::: Excerpt to read

I'm back in the office today after spending all day for the last five days working on the new house. I'm going to ask you guys now to be patient with me for the next few weeks. My two top priorities at the moment are the main comic strip and the new house, and I'm basically working on weeks-worth of comics at a time so that I have time to spend working on the house. If things like the newsposts and sillies get pushed to the back burner for a bit, please just try and bear with me.
For those of you interested in the progress on the house, we are talking pictures during the renovation, so once we start having some finished areas to show for all the work, I'll post some of the before and after shots and tell you all about it.
The Godfather II comes out tomorrow, and I'm pretty excited about it. I'm one of those people that doesn't finish many games, but the first Godfather game had me hooked. I played that game past the end of the storyline, until I owned every business, every neighborhood in the entire city.
Now I don't know if the game will hold up as well in a post-GTA4 environment, but the original was a lot of fun, and I think if the sequel offers more of the same, I'll enjoy it plenty.
More than that, however, I am excited for some of the superhero games coming out this summer, Batman: Arkham Asylum and X-Men Origins: Wolverine. It seems to me like the movement swept through Hollywood in the past decade (you know, where they said "Hey, maybe we can actually make some good superhero movies...") might be finally reaching the video game industry.

::::::

§ **Instructions for the task**:
Could you resume the blog post about the new house and upcoming video games, picking up right after its final sentence?

::: Supplied material

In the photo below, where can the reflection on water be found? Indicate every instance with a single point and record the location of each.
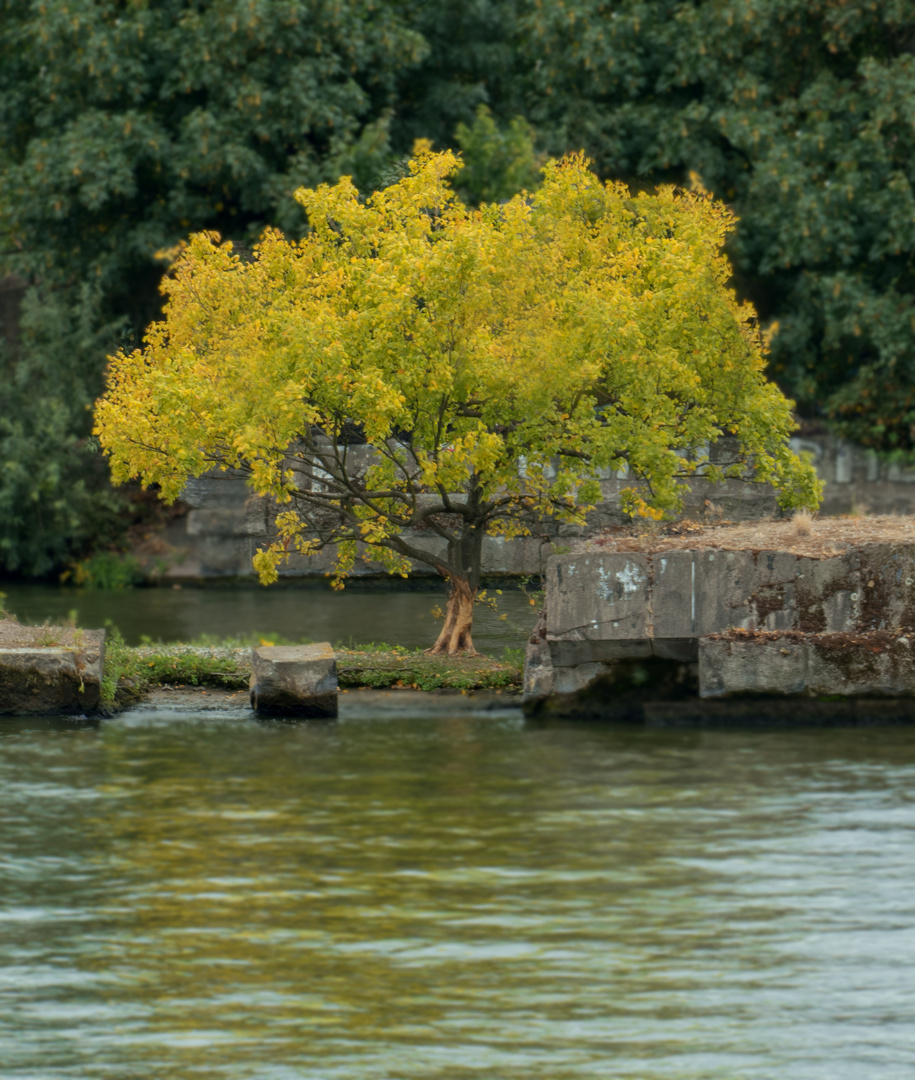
(362, 611)
(454, 896)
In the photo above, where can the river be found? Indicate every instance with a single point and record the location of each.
(448, 895)
(399, 613)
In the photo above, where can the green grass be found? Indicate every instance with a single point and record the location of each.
(386, 666)
(131, 672)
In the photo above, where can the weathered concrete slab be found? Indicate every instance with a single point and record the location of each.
(728, 666)
(599, 597)
(53, 680)
(873, 665)
(606, 608)
(295, 680)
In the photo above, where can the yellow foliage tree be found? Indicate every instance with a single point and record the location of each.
(494, 361)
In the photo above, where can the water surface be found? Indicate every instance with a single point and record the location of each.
(451, 896)
(362, 612)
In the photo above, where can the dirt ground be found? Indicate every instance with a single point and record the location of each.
(812, 537)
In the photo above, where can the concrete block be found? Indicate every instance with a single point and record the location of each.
(538, 670)
(599, 596)
(755, 665)
(861, 669)
(566, 652)
(673, 594)
(724, 582)
(53, 679)
(295, 680)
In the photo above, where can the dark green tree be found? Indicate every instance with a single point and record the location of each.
(799, 113)
(125, 124)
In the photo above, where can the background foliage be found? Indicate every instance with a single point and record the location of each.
(126, 124)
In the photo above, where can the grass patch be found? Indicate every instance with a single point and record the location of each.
(130, 672)
(385, 666)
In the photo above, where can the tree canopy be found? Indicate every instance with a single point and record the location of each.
(799, 116)
(494, 362)
(128, 124)
(123, 126)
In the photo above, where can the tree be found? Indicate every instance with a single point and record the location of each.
(492, 362)
(124, 124)
(797, 115)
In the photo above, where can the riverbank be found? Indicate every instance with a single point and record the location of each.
(134, 673)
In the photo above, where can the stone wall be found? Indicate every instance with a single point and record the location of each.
(857, 480)
(226, 524)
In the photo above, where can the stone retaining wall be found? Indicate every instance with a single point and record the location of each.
(619, 617)
(226, 524)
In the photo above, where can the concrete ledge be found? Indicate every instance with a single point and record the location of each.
(52, 680)
(878, 664)
(295, 680)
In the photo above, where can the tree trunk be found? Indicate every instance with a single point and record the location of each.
(455, 638)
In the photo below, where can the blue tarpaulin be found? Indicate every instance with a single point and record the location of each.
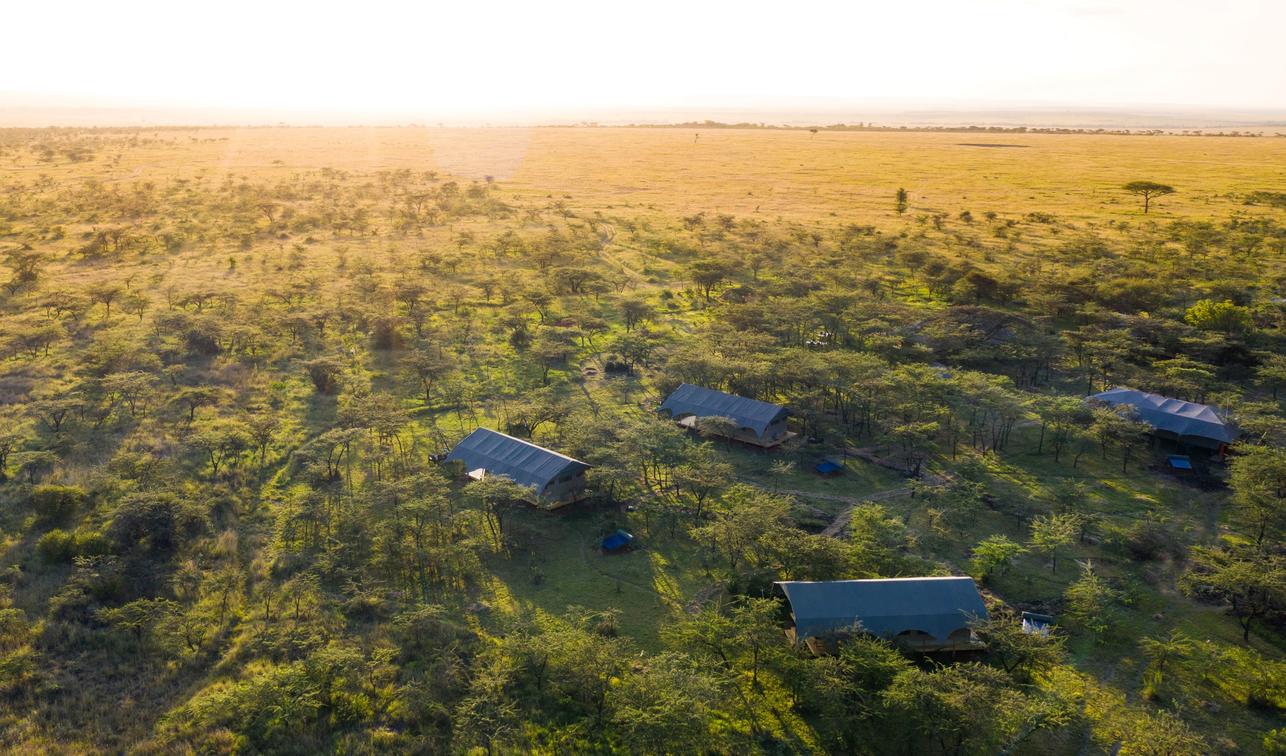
(616, 541)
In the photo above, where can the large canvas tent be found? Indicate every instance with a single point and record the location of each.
(554, 477)
(923, 613)
(1186, 422)
(756, 422)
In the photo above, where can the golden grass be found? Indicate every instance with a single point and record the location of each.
(764, 174)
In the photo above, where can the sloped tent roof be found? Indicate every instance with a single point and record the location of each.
(522, 462)
(885, 607)
(1174, 415)
(707, 403)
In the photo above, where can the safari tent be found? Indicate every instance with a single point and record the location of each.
(554, 478)
(756, 422)
(917, 613)
(1186, 422)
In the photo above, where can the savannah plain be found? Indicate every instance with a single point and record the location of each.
(229, 359)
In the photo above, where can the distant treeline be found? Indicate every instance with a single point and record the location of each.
(862, 126)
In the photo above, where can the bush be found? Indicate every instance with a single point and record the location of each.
(1149, 540)
(57, 545)
(57, 503)
(62, 547)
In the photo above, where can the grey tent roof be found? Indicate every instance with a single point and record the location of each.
(1174, 415)
(707, 403)
(520, 460)
(938, 606)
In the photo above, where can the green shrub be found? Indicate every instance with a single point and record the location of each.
(57, 503)
(57, 545)
(62, 547)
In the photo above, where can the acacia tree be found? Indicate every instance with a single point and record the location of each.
(1149, 190)
(1051, 534)
(1259, 491)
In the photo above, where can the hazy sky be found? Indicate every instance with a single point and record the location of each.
(473, 57)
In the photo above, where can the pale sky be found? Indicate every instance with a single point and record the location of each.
(476, 57)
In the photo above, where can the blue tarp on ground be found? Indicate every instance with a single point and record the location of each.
(1037, 624)
(616, 541)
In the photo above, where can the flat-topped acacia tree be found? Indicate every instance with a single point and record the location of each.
(1147, 190)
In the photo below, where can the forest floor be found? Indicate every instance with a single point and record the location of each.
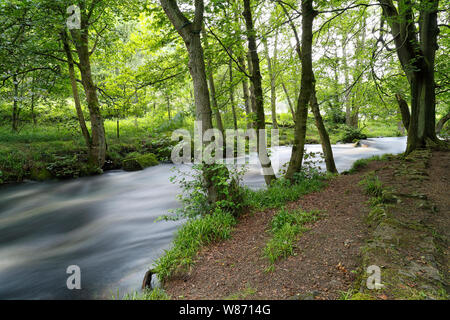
(405, 233)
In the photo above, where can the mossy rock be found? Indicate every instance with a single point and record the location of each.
(362, 296)
(136, 162)
(147, 160)
(131, 165)
(40, 174)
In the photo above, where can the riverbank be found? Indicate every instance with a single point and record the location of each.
(51, 152)
(396, 219)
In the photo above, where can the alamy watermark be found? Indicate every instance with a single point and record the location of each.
(213, 146)
(374, 279)
(74, 280)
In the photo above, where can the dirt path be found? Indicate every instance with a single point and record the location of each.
(327, 256)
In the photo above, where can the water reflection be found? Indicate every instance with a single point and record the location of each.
(105, 225)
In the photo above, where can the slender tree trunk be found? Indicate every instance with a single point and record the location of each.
(291, 106)
(33, 114)
(324, 137)
(212, 89)
(98, 138)
(348, 107)
(270, 66)
(190, 33)
(15, 113)
(118, 128)
(404, 110)
(233, 106)
(168, 108)
(258, 100)
(306, 90)
(416, 51)
(76, 96)
(246, 94)
(442, 122)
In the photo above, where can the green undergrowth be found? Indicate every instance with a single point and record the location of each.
(215, 223)
(407, 249)
(286, 227)
(50, 152)
(360, 164)
(147, 294)
(194, 234)
(283, 191)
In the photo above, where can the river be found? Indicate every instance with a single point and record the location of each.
(106, 226)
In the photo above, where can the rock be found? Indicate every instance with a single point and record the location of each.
(151, 281)
(40, 174)
(136, 162)
(131, 165)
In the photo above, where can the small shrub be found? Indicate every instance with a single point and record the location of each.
(372, 185)
(286, 227)
(147, 294)
(351, 134)
(190, 238)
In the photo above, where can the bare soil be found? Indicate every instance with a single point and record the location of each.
(327, 257)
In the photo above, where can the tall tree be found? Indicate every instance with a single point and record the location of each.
(190, 33)
(416, 50)
(258, 99)
(306, 89)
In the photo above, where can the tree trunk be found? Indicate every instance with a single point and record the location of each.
(190, 33)
(98, 138)
(15, 113)
(258, 99)
(168, 108)
(270, 66)
(416, 52)
(246, 95)
(118, 128)
(324, 137)
(348, 108)
(76, 96)
(306, 90)
(404, 110)
(291, 106)
(33, 100)
(212, 90)
(233, 106)
(442, 122)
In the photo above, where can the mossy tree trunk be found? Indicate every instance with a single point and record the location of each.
(416, 50)
(306, 89)
(258, 98)
(190, 33)
(76, 96)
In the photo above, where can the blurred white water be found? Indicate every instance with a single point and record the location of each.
(106, 225)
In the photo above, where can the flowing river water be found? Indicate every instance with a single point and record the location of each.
(106, 226)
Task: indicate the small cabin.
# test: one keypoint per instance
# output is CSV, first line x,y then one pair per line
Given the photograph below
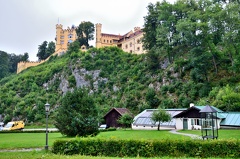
x,y
111,118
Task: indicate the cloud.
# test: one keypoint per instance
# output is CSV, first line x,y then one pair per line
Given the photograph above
x,y
26,24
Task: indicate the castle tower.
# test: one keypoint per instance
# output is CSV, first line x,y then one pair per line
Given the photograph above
x,y
98,35
58,36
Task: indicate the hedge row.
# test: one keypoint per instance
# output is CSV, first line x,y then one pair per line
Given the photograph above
x,y
30,131
134,148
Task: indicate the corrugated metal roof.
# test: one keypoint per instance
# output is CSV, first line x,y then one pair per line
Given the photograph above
x,y
144,118
201,107
231,119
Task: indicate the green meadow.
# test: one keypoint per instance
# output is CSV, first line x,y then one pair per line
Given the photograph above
x,y
11,144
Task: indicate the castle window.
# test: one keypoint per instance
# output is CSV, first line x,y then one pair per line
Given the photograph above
x,y
70,36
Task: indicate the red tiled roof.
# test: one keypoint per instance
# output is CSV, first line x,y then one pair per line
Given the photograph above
x,y
112,35
121,111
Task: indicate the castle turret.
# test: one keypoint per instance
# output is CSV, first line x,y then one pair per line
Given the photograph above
x,y
58,36
98,35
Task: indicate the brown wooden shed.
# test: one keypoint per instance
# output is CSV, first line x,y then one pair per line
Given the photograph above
x,y
113,115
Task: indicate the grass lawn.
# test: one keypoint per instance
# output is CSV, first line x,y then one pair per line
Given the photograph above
x,y
37,140
141,135
222,133
27,140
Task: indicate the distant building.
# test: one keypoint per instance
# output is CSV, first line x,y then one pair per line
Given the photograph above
x,y
191,118
143,121
130,42
111,118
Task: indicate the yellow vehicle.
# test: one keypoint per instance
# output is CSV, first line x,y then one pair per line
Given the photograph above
x,y
14,125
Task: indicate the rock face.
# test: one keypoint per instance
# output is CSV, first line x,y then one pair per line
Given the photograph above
x,y
83,78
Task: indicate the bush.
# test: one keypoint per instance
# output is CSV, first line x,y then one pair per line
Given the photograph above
x,y
144,148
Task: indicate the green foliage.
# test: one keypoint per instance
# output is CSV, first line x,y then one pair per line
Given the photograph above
x,y
152,98
144,148
77,114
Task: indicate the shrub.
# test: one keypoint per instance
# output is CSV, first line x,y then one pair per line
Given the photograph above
x,y
144,148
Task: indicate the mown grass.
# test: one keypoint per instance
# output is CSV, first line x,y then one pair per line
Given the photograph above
x,y
37,140
27,140
222,133
141,135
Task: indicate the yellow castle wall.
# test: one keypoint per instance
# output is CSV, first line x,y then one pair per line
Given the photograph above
x,y
65,36
24,65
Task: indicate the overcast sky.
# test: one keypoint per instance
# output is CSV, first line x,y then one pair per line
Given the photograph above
x,y
25,24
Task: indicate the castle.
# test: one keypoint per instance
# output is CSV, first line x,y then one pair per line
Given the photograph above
x,y
130,42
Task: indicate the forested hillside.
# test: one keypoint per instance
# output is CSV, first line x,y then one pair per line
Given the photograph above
x,y
193,58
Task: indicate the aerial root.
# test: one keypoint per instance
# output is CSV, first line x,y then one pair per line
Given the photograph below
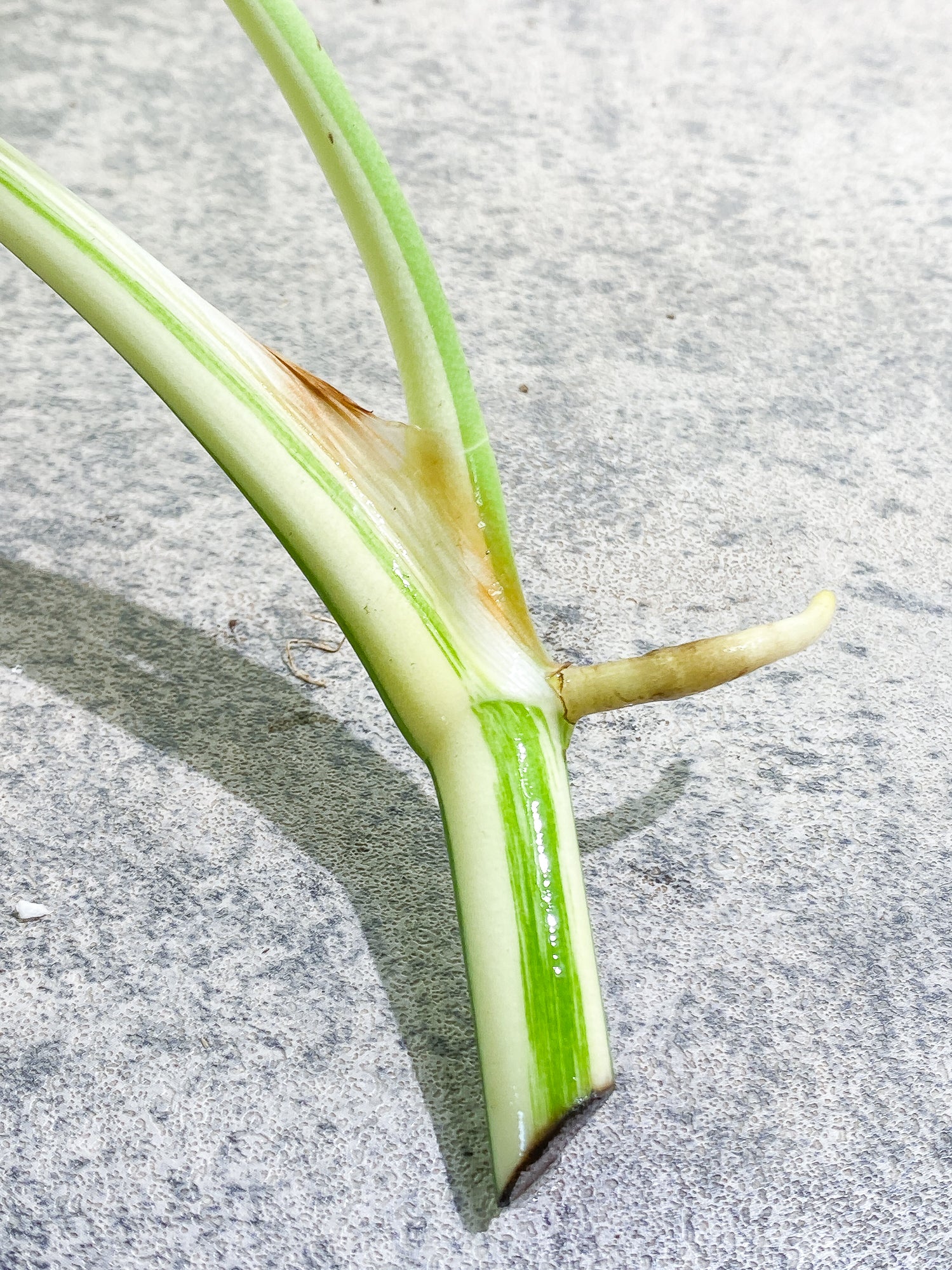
x,y
683,670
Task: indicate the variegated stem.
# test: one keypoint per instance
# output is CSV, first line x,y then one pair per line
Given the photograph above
x,y
504,794
437,385
470,699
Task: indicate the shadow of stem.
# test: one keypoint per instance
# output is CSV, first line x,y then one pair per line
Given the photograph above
x,y
257,734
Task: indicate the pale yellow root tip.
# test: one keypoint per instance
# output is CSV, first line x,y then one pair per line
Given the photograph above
x,y
668,673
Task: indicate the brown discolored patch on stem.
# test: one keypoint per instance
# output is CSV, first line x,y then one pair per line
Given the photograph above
x,y
549,1147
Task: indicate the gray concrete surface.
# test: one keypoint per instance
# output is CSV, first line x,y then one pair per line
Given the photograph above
x,y
714,240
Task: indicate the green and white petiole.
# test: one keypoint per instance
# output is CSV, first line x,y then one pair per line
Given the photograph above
x,y
401,529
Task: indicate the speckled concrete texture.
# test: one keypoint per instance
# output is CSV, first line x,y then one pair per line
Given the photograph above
x,y
714,241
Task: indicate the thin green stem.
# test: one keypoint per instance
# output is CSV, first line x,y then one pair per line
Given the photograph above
x,y
437,382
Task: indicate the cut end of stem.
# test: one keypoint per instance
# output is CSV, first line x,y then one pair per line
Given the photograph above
x,y
549,1147
668,673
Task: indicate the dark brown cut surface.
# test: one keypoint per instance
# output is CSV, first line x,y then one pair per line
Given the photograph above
x,y
546,1150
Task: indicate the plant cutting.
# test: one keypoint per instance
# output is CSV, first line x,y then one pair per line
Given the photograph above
x,y
401,529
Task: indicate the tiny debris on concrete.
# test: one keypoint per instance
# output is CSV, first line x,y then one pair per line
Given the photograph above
x,y
25,911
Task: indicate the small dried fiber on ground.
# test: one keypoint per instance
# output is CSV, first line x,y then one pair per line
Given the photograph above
x,y
700,259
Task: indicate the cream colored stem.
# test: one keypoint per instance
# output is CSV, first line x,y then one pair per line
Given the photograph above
x,y
668,673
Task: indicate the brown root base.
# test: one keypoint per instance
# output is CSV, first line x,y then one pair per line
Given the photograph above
x,y
547,1149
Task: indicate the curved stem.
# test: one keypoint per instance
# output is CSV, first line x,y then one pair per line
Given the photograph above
x,y
683,670
467,698
525,925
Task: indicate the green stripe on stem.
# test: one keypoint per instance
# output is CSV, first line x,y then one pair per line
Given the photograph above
x,y
427,347
517,737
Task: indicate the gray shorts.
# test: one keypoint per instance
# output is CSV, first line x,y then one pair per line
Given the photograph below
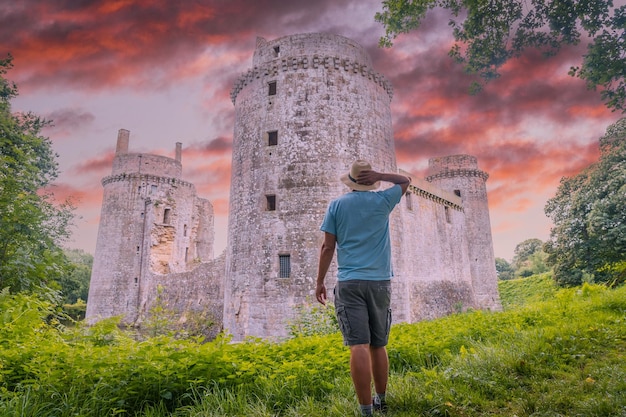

::::::

§ **Result for this exercise**:
It's hard to say without some hands-on with the controls (after all, I thought the Iron Man game looked pretty good until I actually played it), but these two titles seem to be shaping up to do some justice to the heroes they star. Finally a stealth-oriented Batman game, and finally a Wolverine game that isn't afraid to get violent.
Could be a pretty good summer for superhero video games.
And by the way, yes, that is Neverwhere by Neil Gaiman that Lilah is reading in today's comic. It's always been one of my favorite Neil Gaiman books, and fortunately I discovered the book before the tv series (it's a weird situtation where a great book is based off of a so-so television series, instead of vice versa). I'd definitely recommend checking it out (the book, not the show).